> [Extract to read]
####################
Top News
Research Center Releases Important Dataset
The HathiTrust Research Center has released the Extracted Features Dataset, derived from 4.8 million public domain volumes in the HathiTrust collection. The release will support analysis of large worksets of volumes in the HathiTrust public domain collection, at scales previously intractable for most individual researchers. For example, page-level token (word) counts, can be used to help build topic models, classifications and perform other text analytics. http://www.hathitrust.org/htrc-releases-massive-dataset
Spring Board of Governors Meeting
The Board of Governors held its spring 2015 meeting on May 1 in Berkeley, CA. In addition to regular updates, the Board discussed and took action on the following matters:
Print Monograph Archive Planning: The Board reviewed the recommendations of the Print Monograph Archive Planning Task Force and the cover report and recommendations of the Program Steering Committee. The Board commended the Task Force on their excellent report and discussed how the initiative would be implemented. A summary of the reports recommendations is being prepared for comment by the broader library community, and is expected to be available in advance of ALA.
Government Documents: To clarify the scope of the initiative, the Board has officially retitled it the US Federal Documents Initiative. The Board gave final budget approval to hire a program officer to oversee this initiative.
Staffing: The Board gave final budget approval for a staff position in the Executive Director’s office to support user and member services, documentation, and project management.
Budget and Strategic Planning: In preparation for the 2016 budget process, the Board discussed principles for long-range financial planning and management.
Membership strategy: The Board discussed several membership inquiries and the current criteria for membership in HathiTrust. Mike Furlough was tasked to consult with a small group of directors to be named on membership strategies, and with drafting updated criteria for consideration by the Board and eventually the membership.
New Blog Post Highlights Efforts to Improve Quality
Jeremy York and Kat Hagedorn have written a blog post explaining how HathiTrust addresses reported problems with digitized volumes in HathiTrust.
Nominating Committee Named
Appointees to the 2015 HathiTrust Nominating Committee have been named:
- Alberta Comer, Dean of the J. Willard Marriott Library, and University Librarian, University of Utah
- Robert Gerrity, University Librarian, University of Queensland
- Lorraine Haricombe, Vice Provost and Director of Libraries, University of Texas Austin
- Karen Williams, Dean of University Libraries, University of Arizona
The 2015 Nominating Committee will be chaired by past chair of the Board Sarah Michalak, Associate Provost and University Librarian, University of North Carolina Chapel Hill.
####################
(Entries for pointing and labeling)
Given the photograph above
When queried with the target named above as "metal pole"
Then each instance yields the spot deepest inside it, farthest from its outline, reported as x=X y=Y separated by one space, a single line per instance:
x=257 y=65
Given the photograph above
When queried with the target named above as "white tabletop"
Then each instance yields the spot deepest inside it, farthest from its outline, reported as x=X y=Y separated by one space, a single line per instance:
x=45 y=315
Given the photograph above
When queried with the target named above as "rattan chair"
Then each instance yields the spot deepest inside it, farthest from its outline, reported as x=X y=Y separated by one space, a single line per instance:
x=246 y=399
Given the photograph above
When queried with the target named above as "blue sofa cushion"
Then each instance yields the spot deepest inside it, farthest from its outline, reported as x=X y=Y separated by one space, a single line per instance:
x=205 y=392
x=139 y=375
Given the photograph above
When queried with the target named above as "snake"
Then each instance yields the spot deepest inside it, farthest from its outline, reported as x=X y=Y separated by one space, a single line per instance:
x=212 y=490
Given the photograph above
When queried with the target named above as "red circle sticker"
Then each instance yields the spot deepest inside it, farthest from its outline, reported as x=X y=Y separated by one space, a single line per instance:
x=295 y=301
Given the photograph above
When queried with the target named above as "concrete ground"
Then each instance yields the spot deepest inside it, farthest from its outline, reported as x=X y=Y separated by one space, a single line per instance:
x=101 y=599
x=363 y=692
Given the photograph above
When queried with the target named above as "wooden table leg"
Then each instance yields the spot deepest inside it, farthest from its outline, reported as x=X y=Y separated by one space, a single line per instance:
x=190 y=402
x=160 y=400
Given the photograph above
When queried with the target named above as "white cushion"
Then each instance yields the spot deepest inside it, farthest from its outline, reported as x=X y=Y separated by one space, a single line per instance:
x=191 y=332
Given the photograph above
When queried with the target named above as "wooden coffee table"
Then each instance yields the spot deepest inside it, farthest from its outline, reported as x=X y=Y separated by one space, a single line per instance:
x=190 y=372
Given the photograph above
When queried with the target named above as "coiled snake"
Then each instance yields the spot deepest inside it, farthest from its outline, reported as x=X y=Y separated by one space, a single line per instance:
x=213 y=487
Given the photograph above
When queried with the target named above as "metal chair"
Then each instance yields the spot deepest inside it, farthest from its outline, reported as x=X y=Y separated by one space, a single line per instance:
####################
> [Exercise tasks]
• A. In the HathiTrust news update, what new name did the Board officially give the Government Documents initiative?
• B. Write the next part of the HathiTrust news update, picking up after its last sentence.

> [Answers to the exercise]
• A. The US Federal Documents Initiative.

• B.
The HathiTrust Nominating Committee has responsibility for soliciting nominees for the Board of Governors and candidates for the Program Steering Committee. In fall 2015 HathiTrust will hold its first regular election for new Board members since initiating the current governance model in 2012.
Program Steering Committee
In April, the Program Steering Committee focused primarily on review and analysis of the report and recommendations of the HathiTrust Monograph Archive Planning Task Force. PSC forwarded its own cover report and recommendations to the Board of Governors for consideration at their May 1 meeting. PSC has continued work on several major issues identified last fall: 1) developing a framework to plan for new collection formats 2) improving quality validation and assessment 3) improving metadata quality and policy development 4) creating a framework for development proposals.
User Support Working Group Nominations
The User Support Working Group is seeking nominations for up to 2 new members. We are seeking staff who have expertise in providing general user support and those who have expertise in cataloging in particular. The nomination period has been extended to May 22, 2015. To submit nominations and for further information about the working group, please visit http://tinyurl.com/m9qlyyg.
HathiTrust Member Update Webcasts
HathiTrust will host two webcasts this summer to provide an update on current activities and member services. All staff from member libraries, especially libraries that have recently joined HathiTrust, are encouraged to attend. Registration details and dates will be announced by early June.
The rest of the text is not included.